• EXERCISE BRIEF
Retype the rows exactly, starting at the line that contains "frame for grasp planning." and ending at the line that contains "[377,101,486,121]", with both of those lines included.
# # # # # # #
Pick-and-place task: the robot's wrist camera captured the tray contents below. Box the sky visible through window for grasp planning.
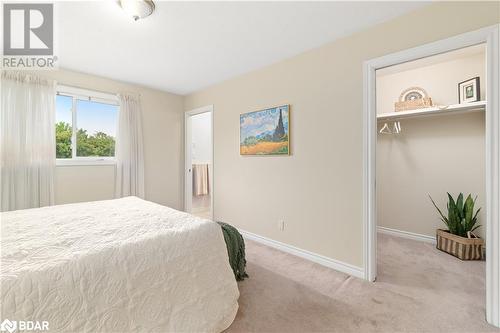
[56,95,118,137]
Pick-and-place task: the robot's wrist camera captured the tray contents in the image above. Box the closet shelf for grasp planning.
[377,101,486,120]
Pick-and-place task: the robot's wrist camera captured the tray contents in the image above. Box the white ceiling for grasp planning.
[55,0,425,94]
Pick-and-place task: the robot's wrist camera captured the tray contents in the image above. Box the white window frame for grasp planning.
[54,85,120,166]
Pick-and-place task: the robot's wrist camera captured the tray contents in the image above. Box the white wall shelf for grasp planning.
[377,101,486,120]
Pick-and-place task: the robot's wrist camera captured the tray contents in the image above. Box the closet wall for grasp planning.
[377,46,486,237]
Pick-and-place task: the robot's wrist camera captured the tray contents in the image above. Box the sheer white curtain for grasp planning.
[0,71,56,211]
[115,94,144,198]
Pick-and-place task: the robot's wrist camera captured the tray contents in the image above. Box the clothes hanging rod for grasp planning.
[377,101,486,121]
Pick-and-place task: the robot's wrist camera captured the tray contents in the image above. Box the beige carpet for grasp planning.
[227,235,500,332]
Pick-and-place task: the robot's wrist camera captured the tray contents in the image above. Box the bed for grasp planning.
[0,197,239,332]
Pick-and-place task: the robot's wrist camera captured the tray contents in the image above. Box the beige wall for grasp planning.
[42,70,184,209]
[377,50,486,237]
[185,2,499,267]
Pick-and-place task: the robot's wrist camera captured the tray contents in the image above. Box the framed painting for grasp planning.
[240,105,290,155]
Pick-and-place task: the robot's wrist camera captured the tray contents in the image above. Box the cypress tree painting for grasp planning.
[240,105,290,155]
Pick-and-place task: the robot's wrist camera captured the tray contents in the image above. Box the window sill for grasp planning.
# # # # # # #
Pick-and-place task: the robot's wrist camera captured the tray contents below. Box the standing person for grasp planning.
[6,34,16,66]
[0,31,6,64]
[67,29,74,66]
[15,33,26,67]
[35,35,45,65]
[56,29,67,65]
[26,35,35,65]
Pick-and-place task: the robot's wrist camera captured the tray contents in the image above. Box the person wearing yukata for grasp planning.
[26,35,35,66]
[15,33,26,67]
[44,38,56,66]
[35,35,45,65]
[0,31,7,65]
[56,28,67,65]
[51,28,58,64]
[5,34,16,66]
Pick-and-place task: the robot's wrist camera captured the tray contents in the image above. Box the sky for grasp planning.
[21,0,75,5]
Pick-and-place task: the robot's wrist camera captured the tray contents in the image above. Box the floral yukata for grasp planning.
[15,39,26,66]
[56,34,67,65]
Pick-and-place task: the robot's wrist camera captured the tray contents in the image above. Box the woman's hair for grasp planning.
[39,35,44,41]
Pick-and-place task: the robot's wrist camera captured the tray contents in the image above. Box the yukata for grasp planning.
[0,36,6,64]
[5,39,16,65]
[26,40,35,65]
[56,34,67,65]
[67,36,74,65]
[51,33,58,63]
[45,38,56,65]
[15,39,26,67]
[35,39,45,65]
# # # # # # #
• COMPLETE ANSWER
Pick-and-place task: the robot's wrist camera captured the tray contents in the image above. Box the white window frame for grasp planning.
[54,85,120,166]
Pick-and-place task: the robot's wrist camera captured the tray contents in the image above. Box the white wall shelf for grasp planning.
[377,101,486,120]
Pick-and-place task: the robot's wrist camera captured the tray contents in the image above. Box the closet wall for grasp planning.
[377,46,486,237]
Pick-and-place task: the robot's wrist camera captured the tray contents in the image above. Box the sheer white curtain for grasp planning.
[0,71,56,211]
[115,94,144,198]
Pick-and-place task: the robot's wrist camera captured the tray contents in the image above. Box the clothes hanging rod for grasp planning.
[377,101,486,121]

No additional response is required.